## Challenge A
Translate this sentence from the text on Chrome security flaws into Spanish: "What makes a V8 bug especially dangerous is that a victim only has to open a malicious web page for the exploit to run."
## Challenge B
Repeat the stretch of the records from their start through the line containing "[[0, 157, 44, 342], [0, 434, 411, 542]]", both ends included, and leave the pictures out.

This bug allowed a remote attacker to write outside the bounds of memory through a crafted HTML page. Out-of-bounds write bugs (CWE-787) can overwrite adjacent data structures or pointers and are often a path to arbitrary code execution. MITRE ranked CWE-787 first in its “Top 25 Most Dangerous Software Weaknesses” in 2024 and kept it near the top in 2025 as well.
Because Skia sits deep in the rendering pipeline, successful exploitation can give the attacker memory manipulation beyond normal web content privileges. Google assigned it CVSS 8.8.
CVE-2026-3910: an inappropriate implementation in V8
V8 is Chrome’s JavaScript and WebAssembly engine, the core component that executes all JS running in the browser.
“Inappropriate implementation” is Chromium’s category for logic flaws rather than raw memory corruption. It can include type confusion, JIT optimization mistakes, or violations of internal API assumptions, and it can still lead to arbitrary code execution inside the sandbox. This one also received CVSS 8.8.
What makes a V8 bug especially dangerous is that a victim only has to open a malicious web page for the exploit to run. A single phishing link can be enough.
Google said both bugs were discovered internally on March 10, 2026 and reported the same day. The company also stated that active exploit code exists, but withheld details about the technique and the group behind it to avoid further abuse. Because the bugs were found internally, Google Threat Analysis Group probably discovered them while investigating targeted attacks, although Google did not explicitly say so.
The usual attack chain
The exact exploit method was not disclosed, but fixing Skia and V8 together is notable. Browser attacks usually chain multiple vulnerabilities: first a V8 bug to get code execution inside the sandbox, then another flaw to escape the sandbox. That two-step pattern is common.

[Extracts from a box-labeled dataset]
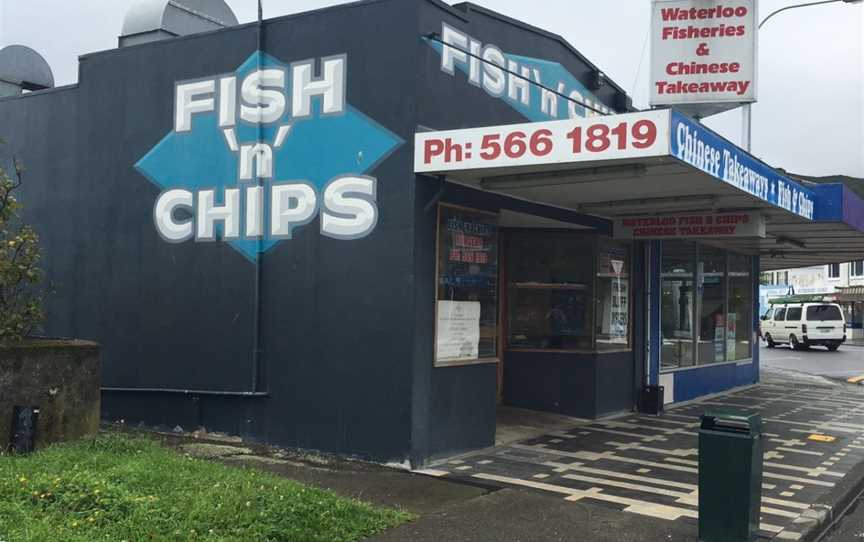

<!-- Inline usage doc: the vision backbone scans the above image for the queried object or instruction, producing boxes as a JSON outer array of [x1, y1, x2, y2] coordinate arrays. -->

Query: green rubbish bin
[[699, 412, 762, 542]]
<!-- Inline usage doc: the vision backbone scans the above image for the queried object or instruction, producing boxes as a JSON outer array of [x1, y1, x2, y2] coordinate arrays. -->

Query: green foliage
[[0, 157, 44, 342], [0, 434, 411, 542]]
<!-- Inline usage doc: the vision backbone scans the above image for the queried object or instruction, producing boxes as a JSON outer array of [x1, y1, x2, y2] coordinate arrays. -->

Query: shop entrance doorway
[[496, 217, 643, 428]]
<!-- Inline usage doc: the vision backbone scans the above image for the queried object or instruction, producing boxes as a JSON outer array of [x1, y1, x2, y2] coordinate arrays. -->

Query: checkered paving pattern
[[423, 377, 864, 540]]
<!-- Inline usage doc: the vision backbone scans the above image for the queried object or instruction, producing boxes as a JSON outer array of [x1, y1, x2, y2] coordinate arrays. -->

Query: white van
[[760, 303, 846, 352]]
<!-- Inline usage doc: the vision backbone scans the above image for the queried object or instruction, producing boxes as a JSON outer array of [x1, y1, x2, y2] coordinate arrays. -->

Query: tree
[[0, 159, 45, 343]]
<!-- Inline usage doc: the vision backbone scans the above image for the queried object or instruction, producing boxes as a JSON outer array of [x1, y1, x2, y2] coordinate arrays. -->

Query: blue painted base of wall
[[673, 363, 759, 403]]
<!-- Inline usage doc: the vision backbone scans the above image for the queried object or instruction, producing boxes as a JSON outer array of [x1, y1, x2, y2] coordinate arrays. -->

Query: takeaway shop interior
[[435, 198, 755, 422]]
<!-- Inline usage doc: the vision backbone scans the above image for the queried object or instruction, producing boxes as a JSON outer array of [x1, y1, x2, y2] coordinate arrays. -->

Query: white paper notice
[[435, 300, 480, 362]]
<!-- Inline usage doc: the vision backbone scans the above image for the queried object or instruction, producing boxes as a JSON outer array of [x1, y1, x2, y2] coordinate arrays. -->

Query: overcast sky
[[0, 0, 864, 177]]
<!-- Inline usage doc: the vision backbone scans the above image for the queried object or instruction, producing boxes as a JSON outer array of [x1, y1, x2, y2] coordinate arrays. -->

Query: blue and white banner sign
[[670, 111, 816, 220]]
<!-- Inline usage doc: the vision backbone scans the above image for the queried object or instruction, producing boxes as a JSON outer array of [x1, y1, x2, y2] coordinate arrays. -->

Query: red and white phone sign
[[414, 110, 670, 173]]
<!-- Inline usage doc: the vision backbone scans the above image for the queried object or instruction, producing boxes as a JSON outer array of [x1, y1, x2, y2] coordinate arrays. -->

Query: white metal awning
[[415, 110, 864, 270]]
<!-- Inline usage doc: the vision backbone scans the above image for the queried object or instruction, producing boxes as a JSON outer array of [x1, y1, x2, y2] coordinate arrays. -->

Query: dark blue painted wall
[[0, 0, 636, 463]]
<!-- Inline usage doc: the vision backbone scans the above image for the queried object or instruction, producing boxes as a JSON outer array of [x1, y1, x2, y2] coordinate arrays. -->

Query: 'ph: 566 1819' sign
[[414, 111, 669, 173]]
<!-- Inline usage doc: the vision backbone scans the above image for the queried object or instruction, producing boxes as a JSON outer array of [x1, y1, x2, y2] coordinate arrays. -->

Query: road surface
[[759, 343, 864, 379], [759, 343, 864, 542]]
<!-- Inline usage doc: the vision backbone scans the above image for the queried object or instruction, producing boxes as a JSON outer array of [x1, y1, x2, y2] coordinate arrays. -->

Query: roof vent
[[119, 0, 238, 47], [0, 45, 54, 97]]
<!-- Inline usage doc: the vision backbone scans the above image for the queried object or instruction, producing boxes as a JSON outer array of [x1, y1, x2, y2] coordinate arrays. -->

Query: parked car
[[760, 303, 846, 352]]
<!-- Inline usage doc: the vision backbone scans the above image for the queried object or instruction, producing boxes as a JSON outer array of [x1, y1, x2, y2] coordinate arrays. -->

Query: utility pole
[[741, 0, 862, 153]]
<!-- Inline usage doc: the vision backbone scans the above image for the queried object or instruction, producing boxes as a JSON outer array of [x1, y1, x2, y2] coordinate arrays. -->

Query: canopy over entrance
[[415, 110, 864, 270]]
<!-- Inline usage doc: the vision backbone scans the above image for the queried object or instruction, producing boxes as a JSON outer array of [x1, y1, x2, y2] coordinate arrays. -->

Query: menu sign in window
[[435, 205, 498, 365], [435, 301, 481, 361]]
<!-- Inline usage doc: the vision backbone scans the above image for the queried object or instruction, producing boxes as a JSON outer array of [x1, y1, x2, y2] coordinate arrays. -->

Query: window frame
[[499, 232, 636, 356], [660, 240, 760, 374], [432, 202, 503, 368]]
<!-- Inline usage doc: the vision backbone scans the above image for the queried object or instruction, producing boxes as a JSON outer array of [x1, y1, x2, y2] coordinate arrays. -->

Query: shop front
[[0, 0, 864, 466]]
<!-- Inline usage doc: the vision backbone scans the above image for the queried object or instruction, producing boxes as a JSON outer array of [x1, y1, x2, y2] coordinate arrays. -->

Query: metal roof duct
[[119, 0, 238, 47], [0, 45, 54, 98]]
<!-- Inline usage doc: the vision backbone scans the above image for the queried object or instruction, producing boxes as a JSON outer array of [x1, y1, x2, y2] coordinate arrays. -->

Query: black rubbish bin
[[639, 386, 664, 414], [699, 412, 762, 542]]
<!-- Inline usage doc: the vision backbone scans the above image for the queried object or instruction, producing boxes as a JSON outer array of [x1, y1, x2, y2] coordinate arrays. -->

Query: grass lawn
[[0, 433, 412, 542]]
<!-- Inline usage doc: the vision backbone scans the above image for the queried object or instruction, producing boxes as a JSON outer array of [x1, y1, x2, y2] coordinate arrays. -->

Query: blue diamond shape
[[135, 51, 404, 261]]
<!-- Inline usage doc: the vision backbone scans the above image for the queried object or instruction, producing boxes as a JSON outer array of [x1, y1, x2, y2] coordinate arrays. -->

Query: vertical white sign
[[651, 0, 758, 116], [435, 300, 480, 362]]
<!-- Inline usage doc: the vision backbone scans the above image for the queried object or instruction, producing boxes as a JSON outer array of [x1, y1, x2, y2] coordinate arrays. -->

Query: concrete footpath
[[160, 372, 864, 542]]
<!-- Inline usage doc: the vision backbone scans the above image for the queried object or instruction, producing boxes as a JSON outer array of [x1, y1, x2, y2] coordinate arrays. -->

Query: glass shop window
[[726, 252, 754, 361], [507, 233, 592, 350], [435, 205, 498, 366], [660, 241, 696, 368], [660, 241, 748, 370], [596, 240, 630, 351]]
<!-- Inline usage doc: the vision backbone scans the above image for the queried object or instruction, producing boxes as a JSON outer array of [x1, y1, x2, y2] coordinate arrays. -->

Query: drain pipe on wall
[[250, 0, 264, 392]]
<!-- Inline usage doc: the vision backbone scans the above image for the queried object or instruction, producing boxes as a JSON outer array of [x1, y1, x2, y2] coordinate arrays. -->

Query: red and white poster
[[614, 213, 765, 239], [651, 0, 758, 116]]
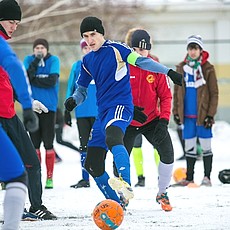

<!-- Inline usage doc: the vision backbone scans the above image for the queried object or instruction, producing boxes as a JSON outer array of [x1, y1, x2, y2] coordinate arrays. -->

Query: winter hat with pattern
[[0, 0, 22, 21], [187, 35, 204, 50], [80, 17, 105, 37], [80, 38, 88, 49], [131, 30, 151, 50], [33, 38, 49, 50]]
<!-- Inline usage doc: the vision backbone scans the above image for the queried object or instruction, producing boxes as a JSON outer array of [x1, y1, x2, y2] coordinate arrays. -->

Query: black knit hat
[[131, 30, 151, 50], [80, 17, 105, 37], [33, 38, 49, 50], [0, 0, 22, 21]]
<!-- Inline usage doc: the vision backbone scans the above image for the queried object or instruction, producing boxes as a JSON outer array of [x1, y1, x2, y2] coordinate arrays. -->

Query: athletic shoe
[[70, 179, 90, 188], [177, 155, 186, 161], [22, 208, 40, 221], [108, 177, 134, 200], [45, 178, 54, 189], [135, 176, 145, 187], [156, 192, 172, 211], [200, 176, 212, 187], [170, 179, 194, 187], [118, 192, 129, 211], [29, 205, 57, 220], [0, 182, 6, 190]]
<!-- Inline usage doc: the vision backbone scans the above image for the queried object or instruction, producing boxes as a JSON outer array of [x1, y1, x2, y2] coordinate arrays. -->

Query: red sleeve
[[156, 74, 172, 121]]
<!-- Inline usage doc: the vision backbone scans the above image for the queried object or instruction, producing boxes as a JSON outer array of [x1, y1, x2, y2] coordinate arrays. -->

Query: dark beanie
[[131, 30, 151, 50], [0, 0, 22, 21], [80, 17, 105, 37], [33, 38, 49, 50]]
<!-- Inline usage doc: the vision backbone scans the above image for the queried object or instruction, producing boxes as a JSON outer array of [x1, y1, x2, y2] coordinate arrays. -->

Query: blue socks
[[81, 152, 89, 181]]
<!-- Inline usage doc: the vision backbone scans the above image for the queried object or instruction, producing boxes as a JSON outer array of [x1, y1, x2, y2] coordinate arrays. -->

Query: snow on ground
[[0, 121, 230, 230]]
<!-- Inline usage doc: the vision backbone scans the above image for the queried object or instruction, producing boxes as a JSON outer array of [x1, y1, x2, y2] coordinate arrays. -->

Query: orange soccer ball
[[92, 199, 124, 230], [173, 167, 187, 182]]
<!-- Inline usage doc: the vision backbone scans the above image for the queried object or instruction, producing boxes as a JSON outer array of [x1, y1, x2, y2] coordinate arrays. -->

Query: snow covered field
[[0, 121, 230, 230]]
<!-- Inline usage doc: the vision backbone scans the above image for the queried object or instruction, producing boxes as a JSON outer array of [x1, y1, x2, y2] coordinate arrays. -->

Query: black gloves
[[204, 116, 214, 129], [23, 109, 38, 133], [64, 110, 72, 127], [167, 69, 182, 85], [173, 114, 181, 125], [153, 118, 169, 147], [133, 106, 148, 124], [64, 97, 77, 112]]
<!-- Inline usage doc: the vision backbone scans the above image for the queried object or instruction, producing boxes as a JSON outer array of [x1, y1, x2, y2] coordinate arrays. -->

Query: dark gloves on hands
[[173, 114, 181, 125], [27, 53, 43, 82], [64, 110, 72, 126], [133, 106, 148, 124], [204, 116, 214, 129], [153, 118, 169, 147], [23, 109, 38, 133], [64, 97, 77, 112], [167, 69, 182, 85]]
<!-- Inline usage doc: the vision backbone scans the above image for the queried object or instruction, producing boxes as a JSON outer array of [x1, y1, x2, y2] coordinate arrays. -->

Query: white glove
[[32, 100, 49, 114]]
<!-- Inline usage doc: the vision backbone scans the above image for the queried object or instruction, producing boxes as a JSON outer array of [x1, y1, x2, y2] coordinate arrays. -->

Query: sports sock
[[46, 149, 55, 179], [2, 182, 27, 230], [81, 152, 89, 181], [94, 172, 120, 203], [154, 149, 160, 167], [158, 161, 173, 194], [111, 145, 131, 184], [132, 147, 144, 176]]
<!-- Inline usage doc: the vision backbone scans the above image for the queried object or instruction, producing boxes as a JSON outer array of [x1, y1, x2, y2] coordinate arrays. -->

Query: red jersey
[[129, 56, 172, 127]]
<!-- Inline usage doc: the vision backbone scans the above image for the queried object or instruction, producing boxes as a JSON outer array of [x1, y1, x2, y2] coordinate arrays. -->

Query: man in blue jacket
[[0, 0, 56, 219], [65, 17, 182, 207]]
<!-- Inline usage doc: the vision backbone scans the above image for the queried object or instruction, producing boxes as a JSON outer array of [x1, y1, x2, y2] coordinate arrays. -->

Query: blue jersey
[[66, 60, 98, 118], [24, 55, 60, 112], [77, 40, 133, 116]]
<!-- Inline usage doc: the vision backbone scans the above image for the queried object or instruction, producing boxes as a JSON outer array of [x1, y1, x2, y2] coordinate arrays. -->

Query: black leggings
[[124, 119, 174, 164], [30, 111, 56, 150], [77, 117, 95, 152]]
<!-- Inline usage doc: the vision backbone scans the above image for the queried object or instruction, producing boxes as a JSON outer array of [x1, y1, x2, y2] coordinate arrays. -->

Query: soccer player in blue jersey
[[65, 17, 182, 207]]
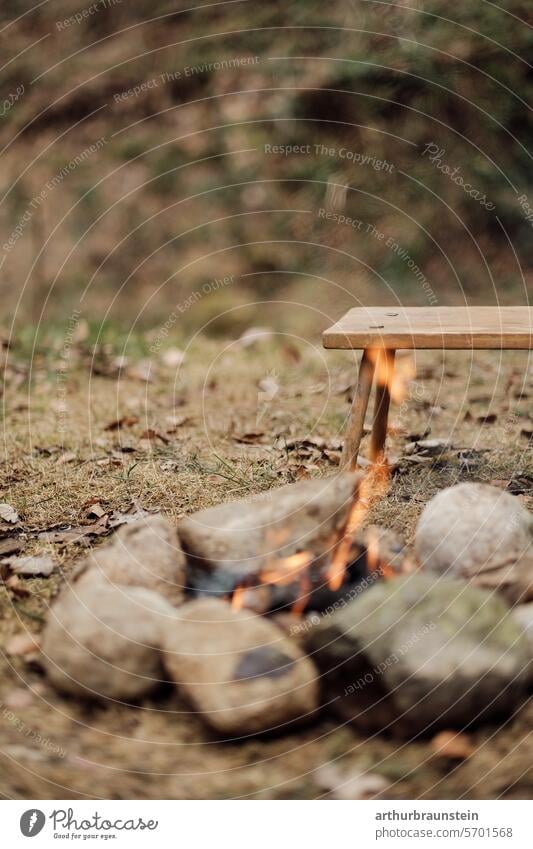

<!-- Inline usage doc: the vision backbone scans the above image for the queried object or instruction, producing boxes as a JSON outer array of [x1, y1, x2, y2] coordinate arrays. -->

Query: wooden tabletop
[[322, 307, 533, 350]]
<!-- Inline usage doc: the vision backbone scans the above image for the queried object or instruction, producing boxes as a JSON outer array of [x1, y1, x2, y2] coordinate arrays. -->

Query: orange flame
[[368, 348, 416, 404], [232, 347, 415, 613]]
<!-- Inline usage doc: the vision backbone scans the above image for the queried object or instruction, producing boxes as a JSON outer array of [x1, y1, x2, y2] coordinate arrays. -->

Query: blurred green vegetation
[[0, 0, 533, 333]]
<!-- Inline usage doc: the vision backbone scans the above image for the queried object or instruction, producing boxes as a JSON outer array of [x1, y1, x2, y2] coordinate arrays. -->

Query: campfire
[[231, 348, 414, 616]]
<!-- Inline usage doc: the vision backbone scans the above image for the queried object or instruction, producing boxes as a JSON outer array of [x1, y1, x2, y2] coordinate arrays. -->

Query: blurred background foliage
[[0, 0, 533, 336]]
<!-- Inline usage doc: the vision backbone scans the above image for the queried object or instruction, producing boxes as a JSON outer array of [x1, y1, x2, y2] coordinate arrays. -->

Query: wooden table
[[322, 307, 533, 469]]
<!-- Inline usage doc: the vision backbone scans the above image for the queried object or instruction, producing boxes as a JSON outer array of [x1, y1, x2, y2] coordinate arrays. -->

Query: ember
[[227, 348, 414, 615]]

## Finished answer A
Lo que hace que un fallo de V8 sea especialmente peligroso es que a la víctima le basta con abrir una página web maliciosa para que se ejecute el exploit.

## Finished answer B
<!-- Inline usage doc: the vision backbone scans the above image for the queried object or instruction, producing boxes as a JSON outer array of [x1, y1, x2, y2] coordinate arrays. -->

Query: green rubbish bin
[[699, 412, 762, 542]]
<!-- Inline usage doc: the vision backbone scans the above image for the queried object or instruction, producing boxes as a JSON outer array of [x1, y1, x2, y2] coordinate arrays. -->

Query: green foliage
[[0, 157, 44, 342], [0, 434, 411, 542]]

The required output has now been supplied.